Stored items

------

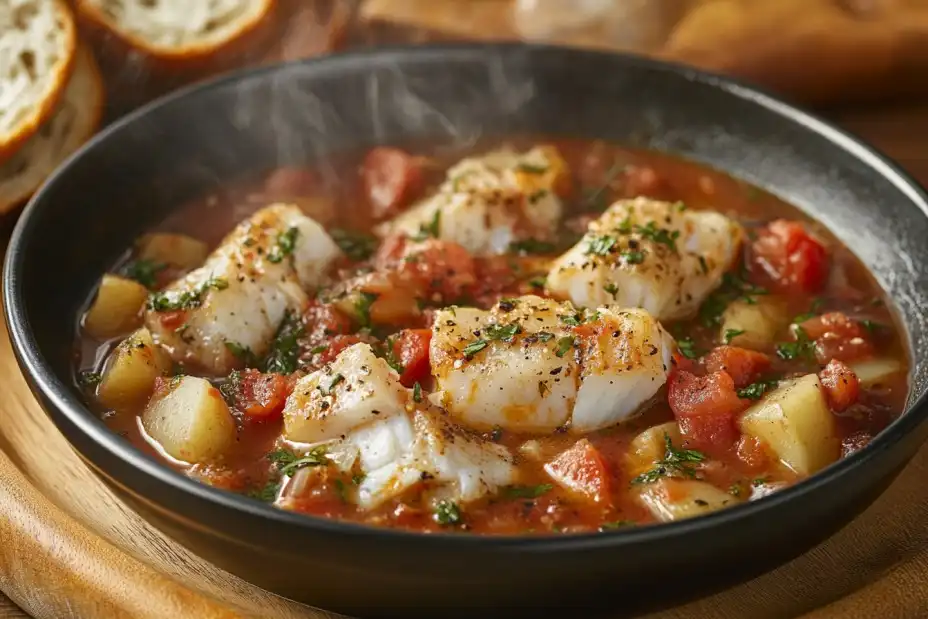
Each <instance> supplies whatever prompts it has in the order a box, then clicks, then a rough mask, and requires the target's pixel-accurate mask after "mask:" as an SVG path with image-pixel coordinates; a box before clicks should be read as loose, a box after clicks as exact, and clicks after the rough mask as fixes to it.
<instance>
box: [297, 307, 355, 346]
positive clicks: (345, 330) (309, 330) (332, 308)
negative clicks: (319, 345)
mask: <svg viewBox="0 0 928 619" xmlns="http://www.w3.org/2000/svg"><path fill="white" fill-rule="evenodd" d="M303 319H304V321H305V322H306V324H307V333H308V335H309V338H310V340H312V341H314V342H315V341H321V340H324V339H326V338H328V337H331V336H333V335H340V334H344V333H348V332H349V331H351V318H349V317H348V316H346V315H345V314H343V313H342V312H340V311H339V310H338V308H336V307H335V306H334V305H331V304H328V303H319V302H318V301H314V302H312V303H311V304H310V305H309V307H308V308H307V309H306V312H305V313H304V314H303Z"/></svg>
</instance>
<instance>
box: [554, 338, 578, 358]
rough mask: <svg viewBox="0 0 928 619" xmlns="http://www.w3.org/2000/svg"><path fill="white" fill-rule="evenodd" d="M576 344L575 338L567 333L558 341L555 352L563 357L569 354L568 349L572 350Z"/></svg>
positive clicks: (559, 355)
mask: <svg viewBox="0 0 928 619" xmlns="http://www.w3.org/2000/svg"><path fill="white" fill-rule="evenodd" d="M573 345H574V338H573V336H571V335H565V336H564V337H562V338H561V339H559V340H558V341H557V350H555V351H554V354H555V355H557V356H558V357H563V356H564V355H566V354H567V351H568V350H570V349H571V348H572V347H573Z"/></svg>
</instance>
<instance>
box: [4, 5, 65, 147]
mask: <svg viewBox="0 0 928 619" xmlns="http://www.w3.org/2000/svg"><path fill="white" fill-rule="evenodd" d="M76 48H77V29H76V27H75V25H74V19H73V17H72V16H71V11H70V10H69V9H68V7H67V5H66V4H65V3H64V0H2V1H0V161H3V160H4V159H7V158H9V157H10V156H12V155H13V153H15V152H16V150H17V149H18V148H19V147H20V146H22V145H23V144H24V143H25V142H26V141H27V140H29V138H31V137H32V136H33V135H35V133H36V132H37V131H38V130H39V127H41V126H42V124H43V123H45V121H47V120H48V119H49V117H50V116H51V115H52V114H53V113H54V111H55V109H56V106H57V105H58V102H59V101H60V100H61V97H62V95H63V94H64V91H65V88H66V86H67V84H68V80H69V79H70V76H71V71H72V69H73V66H74V55H75V50H76Z"/></svg>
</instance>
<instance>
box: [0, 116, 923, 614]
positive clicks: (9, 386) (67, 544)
mask: <svg viewBox="0 0 928 619" xmlns="http://www.w3.org/2000/svg"><path fill="white" fill-rule="evenodd" d="M843 120H844V122H845V124H847V125H850V126H851V127H853V128H856V129H857V130H858V131H860V132H862V133H864V134H865V135H867V136H868V137H870V138H871V139H873V140H874V141H875V142H876V143H877V144H878V145H879V146H882V147H883V148H885V149H886V150H888V151H890V152H891V153H893V154H894V155H895V156H896V157H898V158H899V159H900V160H902V162H903V164H905V165H907V166H908V167H909V168H910V170H911V171H912V172H913V173H914V174H916V176H919V177H920V178H922V179H928V158H926V157H925V156H924V155H923V154H922V149H923V148H924V136H928V105H922V106H921V107H918V106H909V107H906V108H900V109H883V110H876V111H868V112H858V113H848V114H845V115H844V116H843ZM9 223H10V222H7V226H6V227H7V228H8V227H9V225H8V224H9ZM7 235H8V230H7V231H6V232H4V233H3V238H4V239H5V238H6V237H7ZM0 392H2V393H3V395H4V397H3V399H2V400H0V415H2V418H0V419H2V423H0V589H2V590H3V592H4V593H6V595H8V596H9V598H10V599H12V600H13V601H14V602H15V603H16V604H18V605H19V606H20V607H22V609H23V610H25V611H27V612H28V613H30V614H31V615H32V616H35V617H43V618H44V617H48V618H49V619H60V618H62V617H77V618H88V619H96V618H98V617H99V618H104V617H105V618H122V617H129V618H141V619H147V618H151V619H164V618H168V617H171V618H173V617H195V618H203V619H214V618H220V617H246V616H260V617H270V618H273V619H278V618H288V619H289V618H298V617H300V618H320V619H321V618H324V617H333V615H331V614H329V613H325V612H322V611H318V610H313V609H310V608H307V607H305V606H302V605H299V604H296V603H293V602H290V601H287V600H284V599H281V598H278V597H276V596H274V595H272V594H270V593H267V592H266V591H263V590H261V589H258V588H257V587H254V586H252V585H250V584H248V583H246V582H244V581H242V580H241V579H239V578H236V577H234V576H232V575H230V574H228V573H226V572H224V571H222V570H220V569H218V568H216V567H214V566H213V565H211V564H209V563H208V562H206V561H204V560H203V559H200V558H199V557H197V556H195V555H193V554H192V553H190V552H189V551H187V550H186V549H184V548H183V547H181V546H179V545H178V544H175V543H174V542H172V541H171V540H170V539H168V538H166V537H165V536H164V535H162V534H161V533H160V532H158V531H157V530H155V529H153V528H152V527H150V526H148V525H147V524H146V523H145V522H144V521H142V520H141V519H140V518H139V517H138V516H136V515H135V513H133V512H132V511H130V510H129V509H128V508H127V507H126V506H125V505H124V504H122V503H121V502H120V501H119V500H118V499H116V497H115V496H114V495H113V494H112V493H111V492H110V491H109V490H107V489H106V488H105V487H104V486H103V485H102V484H101V482H99V481H98V480H97V478H96V477H95V476H94V475H93V474H92V473H91V472H90V471H89V470H88V469H87V468H86V467H85V465H84V464H83V462H82V461H81V460H80V459H79V458H78V457H77V456H76V455H75V454H74V452H73V451H71V449H70V448H69V446H68V444H67V443H66V442H65V440H64V438H63V437H62V436H61V435H60V434H59V433H58V432H57V431H56V430H55V428H54V427H53V425H52V424H51V422H50V421H49V420H48V419H47V418H46V416H45V415H44V413H43V412H42V411H41V409H40V407H39V405H38V404H37V403H36V401H35V400H34V398H33V397H32V394H31V393H30V391H29V389H28V388H27V386H26V384H25V382H24V380H23V378H22V376H21V374H20V372H19V368H18V366H17V365H16V362H15V359H14V358H13V354H12V352H11V349H10V343H9V339H8V337H7V334H6V331H5V330H2V331H0ZM926 478H928V447H926V448H925V449H923V450H922V451H921V453H920V454H919V455H918V456H917V457H916V459H915V460H914V461H913V462H912V464H911V465H910V466H909V467H908V469H907V470H906V471H905V472H904V473H903V474H902V475H901V476H900V478H899V479H898V480H897V481H896V482H895V483H894V485H893V486H892V487H891V488H890V490H889V491H888V492H887V493H886V494H885V495H884V496H883V497H882V498H881V499H880V500H879V501H878V502H877V503H876V504H875V505H874V506H873V507H871V508H870V509H869V510H868V511H867V512H865V513H864V514H863V515H862V516H861V517H860V518H858V519H857V520H856V521H855V522H854V523H852V524H851V525H850V526H848V527H847V528H845V529H844V530H842V531H840V532H839V533H838V534H837V535H835V536H834V537H833V538H831V539H830V540H828V541H827V542H826V543H825V544H822V545H821V546H819V547H817V548H815V549H813V550H812V551H811V552H809V553H808V554H807V555H805V556H803V557H801V558H799V559H797V560H796V561H793V562H792V563H790V564H788V565H786V566H784V567H782V568H780V569H778V570H776V571H774V572H771V573H769V574H766V575H764V576H762V577H760V578H758V579H756V580H753V581H751V582H749V583H747V584H744V585H741V586H739V587H736V588H733V589H730V590H728V591H725V592H723V593H721V594H718V595H714V596H711V597H708V598H705V599H703V600H699V601H697V602H695V603H692V604H689V605H687V606H684V607H681V608H678V609H674V610H671V611H666V612H663V613H659V614H655V615H651V616H649V617H650V619H683V618H693V617H713V618H716V617H717V618H719V619H728V618H731V619H741V618H743V617H751V618H752V619H765V618H768V617H769V618H779V617H804V618H805V619H833V618H834V619H837V618H842V619H843V618H848V619H854V618H857V617H859V618H860V619H871V618H872V617H880V618H881V619H917V618H922V617H926V616H928V527H925V526H924V522H926V520H928V489H926V487H925V484H924V482H923V480H924V479H926ZM706 560H707V561H711V557H707V559H706ZM669 586H672V583H669ZM15 612H16V611H15V610H9V611H6V610H4V608H3V604H2V600H0V617H3V616H11V617H15V616H20V615H16V614H11V613H15ZM4 613H6V615H5V614H4Z"/></svg>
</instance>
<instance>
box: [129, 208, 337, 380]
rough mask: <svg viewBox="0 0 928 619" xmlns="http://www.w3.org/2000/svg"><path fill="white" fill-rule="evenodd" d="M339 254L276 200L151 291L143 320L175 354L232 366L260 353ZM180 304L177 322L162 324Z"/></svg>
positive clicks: (190, 358)
mask: <svg viewBox="0 0 928 619" xmlns="http://www.w3.org/2000/svg"><path fill="white" fill-rule="evenodd" d="M340 255H341V251H340V250H339V248H338V246H337V245H336V244H335V242H334V241H333V240H332V239H331V238H330V237H329V236H328V234H326V232H325V231H324V230H323V229H322V227H321V226H320V225H319V224H317V223H316V222H315V221H313V220H312V219H310V218H309V217H307V216H305V215H303V213H302V212H301V211H300V210H299V208H298V207H296V206H292V205H283V204H277V205H272V206H269V207H266V208H264V209H261V210H260V211H258V212H257V213H255V214H254V215H253V216H252V217H251V218H249V219H248V220H246V221H244V222H242V223H241V224H239V226H238V227H236V229H235V230H234V231H233V232H232V233H230V234H229V235H228V236H227V237H226V238H225V239H224V240H223V242H222V243H221V244H220V245H219V247H218V248H217V249H216V250H215V251H214V252H213V253H212V254H211V255H210V257H209V258H208V259H207V261H206V262H205V263H204V265H203V266H202V267H200V268H198V269H196V270H194V271H192V272H191V273H189V274H188V275H187V276H185V277H183V278H181V279H180V280H178V281H176V282H174V283H173V284H171V285H169V286H168V287H167V288H166V289H165V290H163V291H162V292H159V293H155V294H154V295H153V296H152V299H151V300H150V303H149V309H148V310H147V311H146V313H145V323H146V325H147V326H148V328H149V330H150V331H151V332H152V334H153V335H154V337H155V339H156V341H157V342H158V343H159V344H160V345H161V346H163V347H164V348H165V349H166V350H167V351H168V353H170V355H171V356H172V358H173V359H174V360H175V361H184V362H187V363H193V364H195V365H198V366H199V367H200V368H202V369H203V370H204V371H205V372H208V373H211V374H214V375H223V374H227V373H228V372H229V371H231V370H232V369H234V368H235V367H236V366H237V365H238V358H237V356H236V354H237V352H240V351H242V350H246V349H247V350H250V351H251V352H252V353H254V354H256V355H259V356H260V355H263V354H265V353H266V352H267V349H268V346H269V344H270V342H271V341H272V340H273V337H274V333H275V332H276V330H277V328H278V326H279V325H280V322H281V321H282V320H283V318H284V316H285V314H286V313H287V312H288V311H295V312H298V311H301V310H302V308H303V307H304V305H305V303H306V302H307V300H308V298H307V294H306V291H307V290H311V289H313V288H315V287H317V286H319V285H320V284H322V283H323V282H324V281H325V277H326V271H327V269H328V267H329V266H330V265H331V263H332V262H333V261H334V260H335V259H336V258H338V257H339V256H340ZM172 311H182V312H183V316H182V318H181V320H180V323H181V324H175V323H176V322H177V321H174V322H171V323H169V324H165V323H164V320H163V319H164V316H165V312H172Z"/></svg>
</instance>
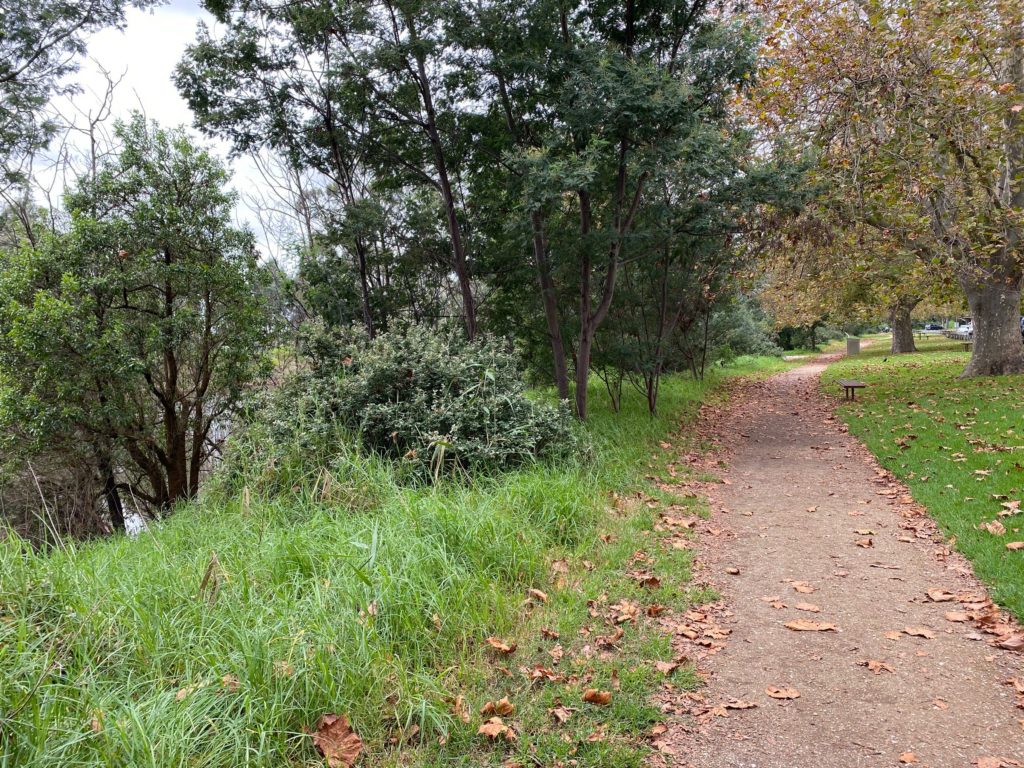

------

_What you should do_
Extract, word for word, each line from the top of the data down to and including the line with "344L575 338L567 333L558"; skip the pictures.

_Exercise result_
Each <instance> supplies whatever prompts it has in the order a box, then clicks, then a rough mask, and requires the target's pixel-accurate mask after "mask:" as an SVG path with image-pixel coordinates; a box before clicks should be read as loose, a box after clicks as exact, and clicks after the rough mask as fixes to it.
<instance>
box: [297, 307, 355, 346]
positive clicks: (345, 330) (309, 330) (332, 308)
negative clicks: (319, 345)
mask: <svg viewBox="0 0 928 619" xmlns="http://www.w3.org/2000/svg"><path fill="white" fill-rule="evenodd" d="M303 319H304V321H305V322H306V324H307V333H308V335H309V338H310V340H312V341H314V342H315V341H321V340H324V339H326V338H328V337H331V336H333V335H340V334H344V333H348V332H349V331H351V318H349V317H348V316H346V315H345V314H343V313H342V312H340V311H339V310H338V308H336V307H335V306H334V305H331V304H328V303H319V302H318V301H314V302H312V303H311V304H310V305H309V307H308V308H307V309H306V312H305V313H304V314H303Z"/></svg>
</instance>
<instance>
box: [554, 338, 578, 358]
rough mask: <svg viewBox="0 0 928 619" xmlns="http://www.w3.org/2000/svg"><path fill="white" fill-rule="evenodd" d="M576 344L575 338L567 333L558 341L555 352L563 357L569 354L568 349L572 350Z"/></svg>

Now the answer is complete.